Source text –
┌──

The Boston Consulting Group Matrix and Its Limitations (BCG)
The BCG matrix was created in 1970 by Bruce D. Henderson for the Boston Consulting Group, hence the name. Also, known as the growth-share matrix Bruce came up with it to help corporations analyze their business units/product lines. As a tool, the matrix categorizes business units and ranks them on the basis of attractiveness.
This, in turn, enables the organization to identify the strategic options that can help in strengthening its business portfolio in order to better perform. As an analytical tool, it has been used widely in portfolio analysis, product, and strategic management plus brand marketing. In this 2×2 matrix, various business portfolios are plotted accordingly depending on their market growth and the organization’s relative market share.
- Market or industry growth refers to the rate at which industry sales are growing.
- Relative market share refers to the ratio of the organization’s market share to that of its biggest rival in the market.
The BCG matrix classifies products/business units into four quadrants as you can see from the image below.
- These are business units with a high market share in a rapid growth market.
- They are the best brands in business.
- The product is strong and the market is growing
- Likely to become the next cash cow.
- The product generates and uses a lot of cash i.e. there is a lot of high marketing spending on it.
For stars, the strategy should be to defend and grow them. As a business, you should create barriers for competitors to enter or take your market share by for example ensuring customer loyalty or making products have quality advantages.
- These have a low share in a fast-growing market.
- They have potential but their future is uncertain.
- Are heavy net cash users with low return.
- Today’s question marks are likely to be tomorrow’s stars. They can also be dogs.
For question marks, they need investment and growth strategies. So, either invest heavily in them and build them to stars, sell off the business to individuals who can grow them, or invest nothing and generate what you can from them.
- Are products with a low share in a low growth market.
- Weak businesses in low growth markets.
- Products in the decline phase of their product lifecycle.
- They neither generate nor consume cash.
- This should be avoided and minimized.
Such products need strategies that will drain them for cash. Since they are not going anywhere and have no real potential divestment and liquidation strategies should be undertaken. Proceeds of liquidation may be used to strengthen stars or question marks.
- These are often previous stars.
- They have a high share of a low growth market.
- They are likely the foundation of a company without them you would have no business
- The initial investment for this is usually low.

└──

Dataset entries
┌──

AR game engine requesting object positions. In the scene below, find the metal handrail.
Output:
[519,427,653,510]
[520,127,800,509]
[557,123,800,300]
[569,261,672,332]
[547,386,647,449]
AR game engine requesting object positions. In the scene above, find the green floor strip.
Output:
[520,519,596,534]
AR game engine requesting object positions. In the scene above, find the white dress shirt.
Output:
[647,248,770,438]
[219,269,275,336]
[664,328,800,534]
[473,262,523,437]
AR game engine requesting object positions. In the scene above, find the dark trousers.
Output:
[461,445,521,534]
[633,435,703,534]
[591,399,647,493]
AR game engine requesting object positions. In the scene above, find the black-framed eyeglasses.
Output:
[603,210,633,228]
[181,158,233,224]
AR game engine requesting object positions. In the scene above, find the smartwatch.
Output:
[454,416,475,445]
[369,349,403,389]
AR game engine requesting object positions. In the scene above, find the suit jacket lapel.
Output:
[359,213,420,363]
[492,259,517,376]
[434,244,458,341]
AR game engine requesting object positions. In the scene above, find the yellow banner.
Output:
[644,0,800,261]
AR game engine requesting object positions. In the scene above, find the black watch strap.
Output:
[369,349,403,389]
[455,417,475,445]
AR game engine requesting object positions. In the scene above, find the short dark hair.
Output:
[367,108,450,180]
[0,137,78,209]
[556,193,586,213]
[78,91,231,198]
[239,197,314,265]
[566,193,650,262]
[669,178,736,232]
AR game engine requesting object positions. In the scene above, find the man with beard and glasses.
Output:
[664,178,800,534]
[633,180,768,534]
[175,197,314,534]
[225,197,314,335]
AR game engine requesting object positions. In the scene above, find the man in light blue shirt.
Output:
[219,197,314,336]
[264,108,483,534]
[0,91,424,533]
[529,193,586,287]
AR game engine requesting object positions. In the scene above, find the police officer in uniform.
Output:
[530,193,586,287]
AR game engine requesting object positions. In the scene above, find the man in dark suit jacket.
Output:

└──

Given problem A – In the text on the BCG matrix, what does relative market share refer to?
Given problem B – Extend the text on the BCG matrix, picking up after its final sentence.

Response A – The ratio of the organization's market share to that of its biggest rival in the market.

Response B –
- The cash cows are mostly in the mature stage in the product lifecycle. They likely have little potential for growth.
- These are cash-rich brands in that they have large, positive cash inflows.
- The large amount of cash they generate can be used to develop products with better future prospects e.g. grow question marks and defend stars.
For cash cows strategies that will maintain them so that the organization can continue to ‘milk’ them are best.
With that in mind have a look at an example of what the BCG matrix would look like for an organization like Apple.
Stars would be their iPhone. It has a good market share and drives profits for Apple.
Cash Cows would be their App store and iTunes. They both require little investment and generate billions for Apple.
Question Marks would be the Apple Watch. The product is yet to catch on. Its future is uncertain but time will tell if it will become a star or dog.
Dogs, this would probably be the iPod. Sales for this are declining and with mobile phones having music apps, there is little room for it to grow.
Despite being one of the most famous portfolio analysis matrices the use of the BCG matrix has been questioned. Those opposing its use say it cannot offer a true reality because,
- It neglects the effects of synergy between business units. Dogs can be as important as cash cows to businesses if it helps to achieve competitive advantage for the rest of the company.
- A high market share is not the only success factor. A business can have a low market share and be profitable. A high market share doesn’t lead to profitability all the time also.
- Market growth is not the only indicator for the attractiveness of markets. Steady markets could be profitable.
- The model only uses two dimensions and these are not the only dimensions important to a business. Prefer the use of the General Electric matrix which uses more dimensions and criteria which give a more accurate unit position.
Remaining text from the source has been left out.